INSTRUCTIONS TO FOLLOW :: Reproduce the following entries verbatim, omitting the images from your reply.

DATA FOR THIS TASK ::
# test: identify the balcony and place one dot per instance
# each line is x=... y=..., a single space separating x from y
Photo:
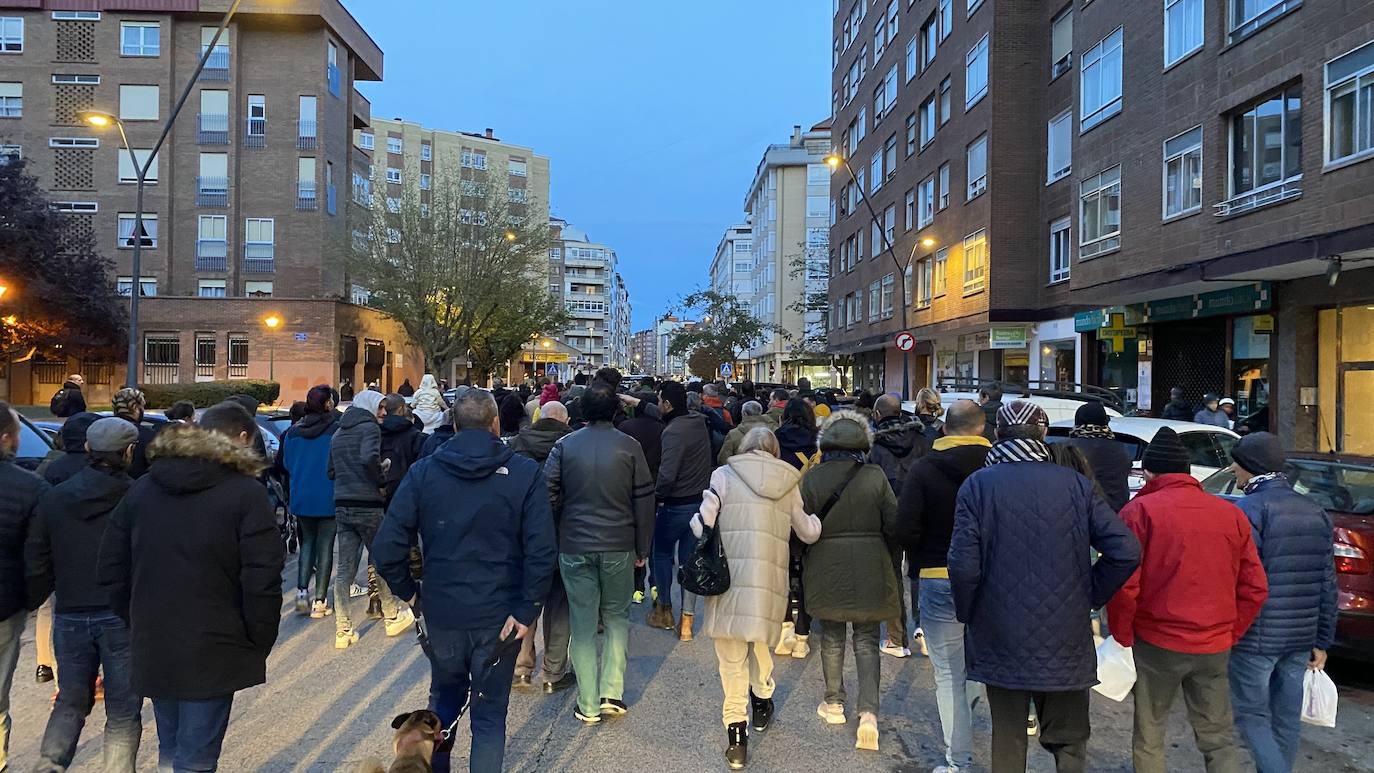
x=254 y=133
x=212 y=256
x=307 y=197
x=258 y=257
x=217 y=66
x=212 y=129
x=305 y=136
x=212 y=191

OUTPUT OF THE TASK ::
# test: identify the balcony and place one dot per instance
# each line is x=... y=..., a single space separating x from y
Photo:
x=254 y=133
x=212 y=256
x=307 y=197
x=258 y=257
x=217 y=66
x=212 y=129
x=305 y=136
x=212 y=191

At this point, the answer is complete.